Go line by line through the data and copy those with the word "hillside".
★ ★ ★ ★ ★
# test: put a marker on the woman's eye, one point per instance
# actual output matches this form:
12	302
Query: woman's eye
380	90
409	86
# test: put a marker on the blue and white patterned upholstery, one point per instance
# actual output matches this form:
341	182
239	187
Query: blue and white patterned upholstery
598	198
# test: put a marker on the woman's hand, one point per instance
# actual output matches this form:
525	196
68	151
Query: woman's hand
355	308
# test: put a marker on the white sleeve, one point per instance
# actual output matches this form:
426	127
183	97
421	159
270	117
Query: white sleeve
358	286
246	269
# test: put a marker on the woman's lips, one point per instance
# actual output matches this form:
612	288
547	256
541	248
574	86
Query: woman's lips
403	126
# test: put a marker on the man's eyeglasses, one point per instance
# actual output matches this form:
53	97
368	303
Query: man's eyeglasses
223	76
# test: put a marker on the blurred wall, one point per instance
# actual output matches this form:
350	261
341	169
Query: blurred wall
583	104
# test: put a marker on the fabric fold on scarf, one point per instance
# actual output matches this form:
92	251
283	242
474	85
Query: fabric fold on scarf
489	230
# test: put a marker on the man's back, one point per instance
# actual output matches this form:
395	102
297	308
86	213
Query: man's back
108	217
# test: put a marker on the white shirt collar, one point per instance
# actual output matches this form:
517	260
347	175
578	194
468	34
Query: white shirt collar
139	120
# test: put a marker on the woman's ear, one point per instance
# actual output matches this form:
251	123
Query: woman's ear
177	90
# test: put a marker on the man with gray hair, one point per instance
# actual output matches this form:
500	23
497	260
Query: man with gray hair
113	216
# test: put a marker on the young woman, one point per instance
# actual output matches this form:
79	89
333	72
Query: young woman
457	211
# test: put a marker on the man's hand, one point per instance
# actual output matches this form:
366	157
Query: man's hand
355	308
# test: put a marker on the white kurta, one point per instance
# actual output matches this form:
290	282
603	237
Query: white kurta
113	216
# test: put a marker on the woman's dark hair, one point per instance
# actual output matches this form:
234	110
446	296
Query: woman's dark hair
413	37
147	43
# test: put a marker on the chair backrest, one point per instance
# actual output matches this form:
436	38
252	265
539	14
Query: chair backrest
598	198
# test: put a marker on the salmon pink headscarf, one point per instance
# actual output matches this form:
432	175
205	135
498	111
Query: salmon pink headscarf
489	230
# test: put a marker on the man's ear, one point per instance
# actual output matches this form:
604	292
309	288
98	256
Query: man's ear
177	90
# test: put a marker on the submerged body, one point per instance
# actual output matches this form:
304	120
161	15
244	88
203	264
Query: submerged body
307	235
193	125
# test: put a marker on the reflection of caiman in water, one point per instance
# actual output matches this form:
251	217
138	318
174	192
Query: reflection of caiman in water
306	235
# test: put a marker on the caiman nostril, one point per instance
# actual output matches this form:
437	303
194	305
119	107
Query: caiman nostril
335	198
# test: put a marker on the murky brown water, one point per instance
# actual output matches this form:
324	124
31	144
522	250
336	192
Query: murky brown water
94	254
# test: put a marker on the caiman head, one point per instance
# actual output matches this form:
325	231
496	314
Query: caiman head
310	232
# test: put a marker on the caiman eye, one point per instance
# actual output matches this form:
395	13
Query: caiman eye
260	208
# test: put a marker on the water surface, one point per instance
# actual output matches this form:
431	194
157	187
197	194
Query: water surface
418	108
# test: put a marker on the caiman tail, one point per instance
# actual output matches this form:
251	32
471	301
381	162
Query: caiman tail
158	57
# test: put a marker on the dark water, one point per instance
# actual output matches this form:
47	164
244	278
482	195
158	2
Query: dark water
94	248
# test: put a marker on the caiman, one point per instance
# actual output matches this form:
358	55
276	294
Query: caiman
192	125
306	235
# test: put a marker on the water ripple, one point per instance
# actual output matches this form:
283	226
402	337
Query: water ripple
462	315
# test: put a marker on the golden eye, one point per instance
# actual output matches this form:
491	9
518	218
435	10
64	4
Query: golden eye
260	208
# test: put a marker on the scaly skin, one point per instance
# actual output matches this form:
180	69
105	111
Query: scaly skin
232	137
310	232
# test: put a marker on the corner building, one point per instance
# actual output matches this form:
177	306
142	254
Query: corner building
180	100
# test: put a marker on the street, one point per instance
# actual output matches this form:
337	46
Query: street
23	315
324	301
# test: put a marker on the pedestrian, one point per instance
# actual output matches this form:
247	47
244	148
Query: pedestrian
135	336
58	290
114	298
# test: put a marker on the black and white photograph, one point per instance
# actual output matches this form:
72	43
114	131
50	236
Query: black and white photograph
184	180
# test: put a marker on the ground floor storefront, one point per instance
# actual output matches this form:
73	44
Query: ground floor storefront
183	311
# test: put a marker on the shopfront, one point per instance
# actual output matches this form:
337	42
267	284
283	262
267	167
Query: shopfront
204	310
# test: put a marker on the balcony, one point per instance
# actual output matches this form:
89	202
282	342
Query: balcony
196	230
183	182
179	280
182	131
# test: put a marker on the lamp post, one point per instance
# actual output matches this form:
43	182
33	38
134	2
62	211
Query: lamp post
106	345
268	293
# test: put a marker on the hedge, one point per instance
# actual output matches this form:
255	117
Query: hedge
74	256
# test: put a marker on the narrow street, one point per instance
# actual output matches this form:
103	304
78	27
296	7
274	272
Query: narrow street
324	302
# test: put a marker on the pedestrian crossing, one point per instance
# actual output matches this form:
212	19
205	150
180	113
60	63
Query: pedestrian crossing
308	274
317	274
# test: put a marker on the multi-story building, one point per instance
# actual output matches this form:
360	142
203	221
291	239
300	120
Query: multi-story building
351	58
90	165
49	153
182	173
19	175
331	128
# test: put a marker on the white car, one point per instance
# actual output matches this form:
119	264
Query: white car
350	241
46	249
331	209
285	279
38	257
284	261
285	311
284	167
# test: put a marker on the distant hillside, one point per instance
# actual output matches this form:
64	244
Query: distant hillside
★ ★ ★ ★ ★
**Output for this exercise**
# test: put a marker on the distant hillside, one point per instance
Query: distant hillside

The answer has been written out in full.